WORK TO COMPLETE - Write out every entry word for word.

SUPPLIED MATERIAL -
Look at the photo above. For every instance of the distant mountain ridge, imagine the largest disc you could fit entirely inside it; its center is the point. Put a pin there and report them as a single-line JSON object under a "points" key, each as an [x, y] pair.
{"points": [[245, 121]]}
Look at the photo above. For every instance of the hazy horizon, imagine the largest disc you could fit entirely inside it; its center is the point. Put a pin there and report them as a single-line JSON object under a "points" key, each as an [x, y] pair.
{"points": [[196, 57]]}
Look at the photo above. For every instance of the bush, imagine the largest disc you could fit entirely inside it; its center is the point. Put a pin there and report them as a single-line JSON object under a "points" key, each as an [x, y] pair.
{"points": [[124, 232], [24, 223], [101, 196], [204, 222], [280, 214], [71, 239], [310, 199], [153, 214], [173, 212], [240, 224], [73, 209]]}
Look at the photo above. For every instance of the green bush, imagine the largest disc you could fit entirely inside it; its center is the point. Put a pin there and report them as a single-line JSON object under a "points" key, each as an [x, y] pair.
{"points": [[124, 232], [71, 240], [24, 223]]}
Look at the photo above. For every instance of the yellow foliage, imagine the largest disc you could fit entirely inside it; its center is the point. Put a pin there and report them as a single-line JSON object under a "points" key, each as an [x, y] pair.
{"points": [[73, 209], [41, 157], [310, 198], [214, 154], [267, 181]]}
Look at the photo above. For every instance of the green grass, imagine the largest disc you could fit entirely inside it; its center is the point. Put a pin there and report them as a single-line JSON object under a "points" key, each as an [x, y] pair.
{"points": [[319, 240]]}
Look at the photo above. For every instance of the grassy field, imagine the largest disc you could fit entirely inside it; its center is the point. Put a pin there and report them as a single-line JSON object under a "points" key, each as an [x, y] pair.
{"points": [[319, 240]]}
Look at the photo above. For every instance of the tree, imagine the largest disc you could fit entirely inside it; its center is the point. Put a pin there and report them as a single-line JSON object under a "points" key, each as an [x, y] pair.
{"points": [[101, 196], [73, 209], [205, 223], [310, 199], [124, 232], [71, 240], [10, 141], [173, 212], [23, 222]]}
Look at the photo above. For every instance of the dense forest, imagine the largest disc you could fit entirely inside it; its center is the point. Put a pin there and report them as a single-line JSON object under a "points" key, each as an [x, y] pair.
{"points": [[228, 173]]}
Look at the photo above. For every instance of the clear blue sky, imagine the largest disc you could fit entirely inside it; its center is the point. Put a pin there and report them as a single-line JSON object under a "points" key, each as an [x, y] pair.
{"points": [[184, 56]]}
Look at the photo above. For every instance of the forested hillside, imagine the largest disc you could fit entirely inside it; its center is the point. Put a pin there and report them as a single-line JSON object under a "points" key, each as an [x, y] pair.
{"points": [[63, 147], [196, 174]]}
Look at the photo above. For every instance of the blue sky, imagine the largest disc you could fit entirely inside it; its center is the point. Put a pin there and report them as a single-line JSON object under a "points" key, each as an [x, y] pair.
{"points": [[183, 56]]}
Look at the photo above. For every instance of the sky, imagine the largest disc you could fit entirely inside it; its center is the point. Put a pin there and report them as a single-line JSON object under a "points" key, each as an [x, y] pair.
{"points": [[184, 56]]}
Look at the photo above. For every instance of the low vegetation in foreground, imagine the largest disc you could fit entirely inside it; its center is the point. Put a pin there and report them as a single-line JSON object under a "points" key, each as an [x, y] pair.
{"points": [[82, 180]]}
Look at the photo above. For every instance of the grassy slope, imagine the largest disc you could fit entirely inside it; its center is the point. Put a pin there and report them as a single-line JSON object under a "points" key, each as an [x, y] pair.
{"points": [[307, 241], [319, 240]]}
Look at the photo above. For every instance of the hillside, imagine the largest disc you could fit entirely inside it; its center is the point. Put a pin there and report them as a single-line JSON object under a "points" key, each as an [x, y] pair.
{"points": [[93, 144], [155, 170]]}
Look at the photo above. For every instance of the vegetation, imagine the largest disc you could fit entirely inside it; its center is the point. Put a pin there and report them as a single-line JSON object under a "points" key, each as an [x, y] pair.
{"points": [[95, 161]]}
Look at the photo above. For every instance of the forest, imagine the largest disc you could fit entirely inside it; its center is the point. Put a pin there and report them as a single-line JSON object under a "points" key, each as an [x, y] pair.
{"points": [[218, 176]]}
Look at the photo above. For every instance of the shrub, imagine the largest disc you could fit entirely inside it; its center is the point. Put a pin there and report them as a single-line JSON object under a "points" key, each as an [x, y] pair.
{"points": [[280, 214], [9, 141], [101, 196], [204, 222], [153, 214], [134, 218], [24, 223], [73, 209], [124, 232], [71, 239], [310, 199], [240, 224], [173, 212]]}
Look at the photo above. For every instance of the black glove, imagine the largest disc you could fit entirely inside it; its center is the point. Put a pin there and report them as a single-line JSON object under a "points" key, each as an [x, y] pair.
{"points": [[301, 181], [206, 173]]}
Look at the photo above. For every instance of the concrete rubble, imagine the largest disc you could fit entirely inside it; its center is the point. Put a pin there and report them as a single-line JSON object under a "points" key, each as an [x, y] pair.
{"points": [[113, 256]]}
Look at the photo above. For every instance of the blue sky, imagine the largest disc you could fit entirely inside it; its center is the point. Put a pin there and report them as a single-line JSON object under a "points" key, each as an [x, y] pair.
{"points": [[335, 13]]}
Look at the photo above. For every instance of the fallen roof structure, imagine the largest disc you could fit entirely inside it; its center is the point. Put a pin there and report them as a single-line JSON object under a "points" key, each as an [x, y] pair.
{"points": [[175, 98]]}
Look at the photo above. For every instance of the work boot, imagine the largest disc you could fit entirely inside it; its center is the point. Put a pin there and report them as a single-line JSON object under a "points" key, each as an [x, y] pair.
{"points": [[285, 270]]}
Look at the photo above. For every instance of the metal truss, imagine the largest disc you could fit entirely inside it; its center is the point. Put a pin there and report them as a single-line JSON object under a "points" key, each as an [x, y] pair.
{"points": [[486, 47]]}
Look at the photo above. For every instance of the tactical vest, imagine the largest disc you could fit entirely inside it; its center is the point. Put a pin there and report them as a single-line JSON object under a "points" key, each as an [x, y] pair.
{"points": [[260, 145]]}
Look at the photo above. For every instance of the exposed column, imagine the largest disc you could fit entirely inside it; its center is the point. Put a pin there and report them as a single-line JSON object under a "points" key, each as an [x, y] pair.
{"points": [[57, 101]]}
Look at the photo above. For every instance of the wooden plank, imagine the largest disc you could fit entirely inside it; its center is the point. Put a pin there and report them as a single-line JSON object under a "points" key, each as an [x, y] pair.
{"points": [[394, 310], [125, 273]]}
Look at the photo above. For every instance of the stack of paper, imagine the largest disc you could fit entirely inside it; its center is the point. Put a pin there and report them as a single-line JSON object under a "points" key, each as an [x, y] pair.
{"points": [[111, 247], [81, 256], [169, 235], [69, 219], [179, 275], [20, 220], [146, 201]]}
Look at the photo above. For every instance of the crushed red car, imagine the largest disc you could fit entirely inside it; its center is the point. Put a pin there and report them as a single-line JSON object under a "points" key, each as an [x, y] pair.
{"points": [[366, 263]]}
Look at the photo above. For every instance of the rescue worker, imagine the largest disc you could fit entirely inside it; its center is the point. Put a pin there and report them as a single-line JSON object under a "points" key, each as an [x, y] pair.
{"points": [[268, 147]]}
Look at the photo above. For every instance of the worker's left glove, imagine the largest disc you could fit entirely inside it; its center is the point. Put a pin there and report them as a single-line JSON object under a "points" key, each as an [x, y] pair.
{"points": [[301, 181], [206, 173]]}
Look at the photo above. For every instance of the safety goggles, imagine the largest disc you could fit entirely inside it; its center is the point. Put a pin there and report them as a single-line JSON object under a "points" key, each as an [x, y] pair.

TASK OUTPUT -
Look at the photo above. For every instance of the distant mountain ridge, imagine the largest disc you could fit entirely inside it; its center is the point. Put a pin there and report them as a single-line JSON object under a "points" key, each as an [x, y] pair.
{"points": [[245, 121]]}
Look at the photo above. For every instance of the hazy horizon, imagine the largest disc you could fit entirely inside it; its center is the point. Put a pin there and report them as a single-line JSON object under a "points" key, each as an [x, y] pair.
{"points": [[196, 57]]}
Look at the photo above. For every instance of the bush, imagine the largest disc you could fit entirely inside it; its center is the point. Put a pin there and report them as a single-line JSON object under a "points" key, each as an [x, y] pair.
{"points": [[124, 232], [24, 223], [101, 196], [204, 222], [280, 214], [71, 239], [310, 199], [153, 214], [173, 212], [240, 224], [73, 209]]}
Look at the photo above. For every instance of the green bush, imagine the largest disc you could fit entirely inside it; its center is the point. Put a pin there and report them as a single-line JSON object under a "points" key, each as an [x, y] pair.
{"points": [[124, 232], [71, 240], [24, 223]]}
Look at the photo above. For every instance of the yellow foliage, imagine the largest disc you could fit entirely inside it; its center is the point. Put a pin there and report them as a single-line JSON object under a "points" key, each as an [x, y] pair.
{"points": [[73, 209], [41, 157], [310, 198], [214, 154], [267, 181]]}
Look at the photo above. For every instance of the green grass, imagine the largest disc you could fit entirely inside it; its center is the point. Put a pin there and report them as a single-line JSON object under a "points" key, each as an [x, y] pair.
{"points": [[319, 240]]}
Look at the photo above. For every instance of the grassy field, imagine the largest disc you could fit entirely inside it; its center is the point. Put a pin there and report them as a single-line JSON object under a "points" key, each as an [x, y] pair.
{"points": [[319, 240]]}
Look at the photo above. For every instance of the tree, imagine the largest disc you could fit entirely inside it; its center is the point. Put a pin there and report them as a single-line JSON object under a "points" key, each as an [x, y] pair.
{"points": [[101, 196], [73, 209], [205, 223], [310, 199], [124, 232], [71, 240], [10, 141], [173, 212], [23, 222]]}
Look at the photo above. For every instance of the dense forest, imagine the largest disc you could fit entirely inside it; its center is the point. Put a pin there and report them as a single-line JSON object under a "points" key, each as an [x, y] pair.
{"points": [[228, 173]]}
Look at the photo above. For every instance of the clear blue sky, imagine the largest disc you could fit entirely inside it; its center is the point. Put a pin there and report them as a single-line JSON object under a "points" key, each as an [x, y] pair.
{"points": [[184, 56]]}
Look at the photo above. For every instance of the forested hillside, imagine the largest disc you could fit entirely inside it; its center is the point. Put a pin there and report them as a single-line JSON object under a "points" key, each as an [x, y] pair.
{"points": [[63, 147], [196, 174]]}
Look at the photo above. For every instance of the blue sky, imagine the largest disc you could fit entirely inside it; its center is the point. Put a pin there and report them as a single-line JSON object under a "points" key, each as an [x, y] pair.
{"points": [[183, 56]]}
Look at the photo above. For every instance of the sky, imagine the largest disc you could fit entirely inside it; its center is the point. Put a pin there and report them as a single-line JSON object under a "points" key, each as an [x, y] pair.
{"points": [[184, 56]]}
Look at the photo above. For every instance of the low vegetation in foreground, imagine the largest disc you could fit entirely inside it; its center is the point. Put a pin there and report them as a single-line JSON object under a "points" key, each as an [x, y] pair.
{"points": [[82, 180]]}
Look at the photo above. For every instance of the grassy slope, imagine the largest disc you could fit entirely inside it; its center is the point. Put a pin there and report them as a single-line JSON object under a "points" key, each as an [x, y] pair.
{"points": [[307, 241], [319, 240]]}
Look at the photo above. For every instance of the hillside, imagine the largest disc you could fit entirely inside it; its center is the point. Put a pin there and report them as a single-line JSON object under a "points" key, each as an [x, y] pair.
{"points": [[93, 144], [155, 170]]}
Look at the photo above. For every instance of the vegetation, imagine the largest disc you could fit entirely inside it; its center is the point. Put a pin there and report them as a single-line JSON object under a "points" key, each as an [x, y] pair.
{"points": [[95, 161]]}
Look at the photo above. For every instance of the forest, imagine the largest disc you could fit entirely inside it; its center is the point. Put a pin there and report them as a single-line JSON object under a "points" key, each as an [x, y] pair.
{"points": [[218, 176]]}
Look at the photo above. For every instance of the shrub, imagine the largest disc you could fit entirely inside it; its center is the point. Put a pin there and report them as a single-line JSON object under a "points" key, each as an [x, y] pair.
{"points": [[280, 214], [9, 141], [101, 196], [204, 222], [153, 214], [134, 218], [24, 223], [73, 209], [124, 232], [71, 239], [310, 199], [240, 224], [173, 212]]}
Look at the photo above. For every instance of the black glove, imagine the largest disc you could fit entirely inside it; its center is the point. Put a pin there and report them as a single-line JSON object under a "points" key, each as an [x, y] pair.
{"points": [[301, 181], [206, 173]]}
Look at the photo above. For every instance of the concrete rubble, imagine the largest disc you could fit entirely inside it; its center is the point. Put a pin there and report them as a single-line JSON object under a "points" key, each as an [x, y] pair.
{"points": [[113, 256]]}
Look at the photo above. For every instance of the blue sky, imagine the largest disc you could fit entirely inside it; its center is the point. Put a pin there and report them as a single-line JSON object under a "points" key, each as an [x, y] pair.
{"points": [[335, 13]]}
Look at the photo above. For every instance of the fallen roof structure, imagine the largest disc you could fit entirely inside it; its center is the point. Put a pin there and report them as a single-line JSON object under a "points" key, each as an [x, y] pair.
{"points": [[175, 98]]}
Look at the photo above. For every instance of the work boot, imagine the largest disc you could fit entirely inside it; its center is the point. Put a pin there and report them as a single-line JSON object under a "points" key, each as an [x, y] pair.
{"points": [[285, 270]]}
Look at the photo above. For every instance of the metal truss, imagine the largest disc you could fit entirely inside it; its center is the point. Put a pin there and report them as a single-line JSON object under a "points" key, each as an [x, y] pair.
{"points": [[486, 47]]}
Look at the photo above. For every instance of the tactical vest, imagine the largest disc you could fit entirely inside it; its center is the point. Put a pin there and report them as a single-line JSON object under a "points" key, each as an [x, y] pair.
{"points": [[260, 145]]}
Look at the photo above. For every instance of the exposed column, imagine the largest disc you could fit entirely inside it; its center is the point. Put a pin there and report them as a single-line JSON object under a "points" key, each as an [x, y] pair.
{"points": [[57, 101]]}
Look at the photo above. For every instance of the wooden plank, imagine the largest disc you could fit entirely inside it; its center is the point. Put a pin there and report them as a single-line JSON object under a "points" key, each as an [x, y] pair.
{"points": [[394, 310], [125, 273]]}
Look at the photo above. For every instance of the stack of paper, imagine the largest disc you could fit entirely inside it; its center is the point. Put a pin there and report them as a single-line JSON object under a "points" key, each as an [x, y] pair.
{"points": [[111, 247], [81, 256], [169, 235], [69, 219], [179, 275], [20, 220], [146, 201]]}
Look at the photo above. For every instance of the crushed red car, imagine the largest disc you could fit entirely inside it; its center is the point. Put a pin there and report them as a single-line JSON object under a "points" key, each as an [x, y] pair.
{"points": [[366, 263]]}
Look at the photo above. For every instance of the rescue worker, imagine the largest disc you could fit entirely inside it; its center is the point. Put a pin there and report them as a single-line JSON object under a "points" key, each as an [x, y] pair.
{"points": [[268, 147]]}
Look at the photo above. For every instance of the worker's left glove, imagine the largest disc you could fit entirely inside it; its center is the point. Put a pin there and report them as a single-line JSON object under a "points" key, each as an [x, y] pair.
{"points": [[301, 181], [206, 173]]}
Look at the photo above. For every instance of the safety goggles, imagine the largest disc you could fit entirely inside it; its center is the point. Put a pin there and report them as a single-line JSON object under a "points" key, each as an [x, y] pair.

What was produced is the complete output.